## Problem description:
Rescale the data from the line with "Tag any visible blue" through the end of the data. Copy every line in that range. Multiply each answer bounding-box coordinate by 0.45 and round it to a whole number, with halves rounded up. Keep all other lines unchanged, including the sample coordinates.

[Items from a labeling collection]
--- start ---

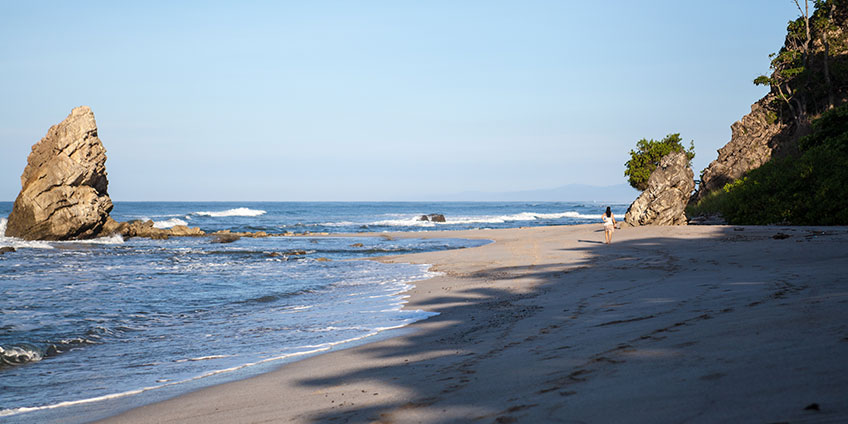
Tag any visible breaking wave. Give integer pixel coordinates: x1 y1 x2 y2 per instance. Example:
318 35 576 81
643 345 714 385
193 208 265 218
153 218 188 229
368 211 600 227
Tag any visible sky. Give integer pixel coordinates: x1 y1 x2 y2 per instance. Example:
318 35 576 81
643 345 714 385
0 0 798 201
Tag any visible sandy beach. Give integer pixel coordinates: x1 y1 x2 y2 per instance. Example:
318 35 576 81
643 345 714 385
104 224 848 423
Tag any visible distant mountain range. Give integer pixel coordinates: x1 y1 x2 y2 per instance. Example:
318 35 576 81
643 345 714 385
430 184 639 203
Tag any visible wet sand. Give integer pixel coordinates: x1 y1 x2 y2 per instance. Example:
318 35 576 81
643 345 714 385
104 225 848 423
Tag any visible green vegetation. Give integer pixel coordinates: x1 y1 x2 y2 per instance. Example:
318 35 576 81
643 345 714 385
687 105 848 225
754 0 848 127
624 133 695 191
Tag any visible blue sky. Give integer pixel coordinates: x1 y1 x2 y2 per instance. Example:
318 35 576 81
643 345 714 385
0 0 798 201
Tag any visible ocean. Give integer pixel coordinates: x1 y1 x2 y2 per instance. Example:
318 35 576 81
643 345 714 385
0 202 627 423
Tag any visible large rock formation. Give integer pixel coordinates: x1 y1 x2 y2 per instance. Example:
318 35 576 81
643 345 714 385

--- end ---

## Task solution:
Tag any visible blue sky. Give integer pixel coordinates: x1 y1 x2 y2 per instance. Example:
318 35 576 81
643 345 714 385
0 0 359 90
Tag any visible ocean. Give integer pixel coordinates: x1 y1 x2 y2 per instance. Example:
318 35 576 81
643 345 714 385
0 91 282 190
Tag any visible large rock formation. Give integer pixel coordinates: x1 y1 x2 y2 per instance. Example:
318 35 576 81
643 345 714 385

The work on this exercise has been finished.